# Start of Given records

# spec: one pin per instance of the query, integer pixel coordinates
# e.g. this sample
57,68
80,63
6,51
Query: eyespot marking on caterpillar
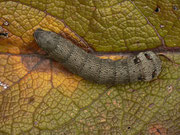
144,66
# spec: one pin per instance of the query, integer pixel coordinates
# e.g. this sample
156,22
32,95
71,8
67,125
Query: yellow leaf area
115,25
39,96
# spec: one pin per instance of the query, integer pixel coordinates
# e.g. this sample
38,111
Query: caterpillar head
46,40
150,65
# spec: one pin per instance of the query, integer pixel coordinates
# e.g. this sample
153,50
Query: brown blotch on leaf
157,9
157,129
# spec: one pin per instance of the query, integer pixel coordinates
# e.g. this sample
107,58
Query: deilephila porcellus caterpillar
143,67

# End of Given records

Set task ->
Present every line of the material above as a Markdown table with the columns Row and Line, numbering the rows and skipping blank lines. Leave the picture out.

Solution to the exercise ->
| Row | Line |
|---|---|
| 1 | # spec: one pin per instance of the query, integer pixel coordinates |
| 2 | # e.g. this sample |
| 3 | 57,68 |
| 4 | 80,63 |
| 5 | 6,51 |
| 6 | Query: eyespot marking on caterpillar |
| 7 | 144,66 |
| 8 | # spec: one pin per instance of the query, integer pixel coordinates |
| 9 | # e.g. this sample |
| 10 | 156,22 |
| 11 | 32,95 |
| 12 | 71,8 |
| 13 | 67,125 |
| 14 | Query: yellow leaf area |
| 15 | 115,25 |
| 16 | 39,96 |
| 17 | # spec: one pin per instance of the query, integer pixel coordinates |
| 18 | # e.g. this sample |
| 19 | 38,111 |
| 20 | Query: caterpillar head |
| 21 | 46,40 |
| 22 | 150,65 |
| 23 | # spec: one pin per instance of the query, integer pixel coordinates |
| 24 | # e.g. this sample |
| 25 | 153,50 |
| 26 | Query: brown blotch on leaf |
| 27 | 157,9 |
| 28 | 157,129 |
| 29 | # spec: one pin per instance of the query, integer pixel coordinates |
| 30 | # e.g. this sample |
| 31 | 107,58 |
| 32 | Query: deilephila porcellus caterpillar |
| 33 | 143,67 |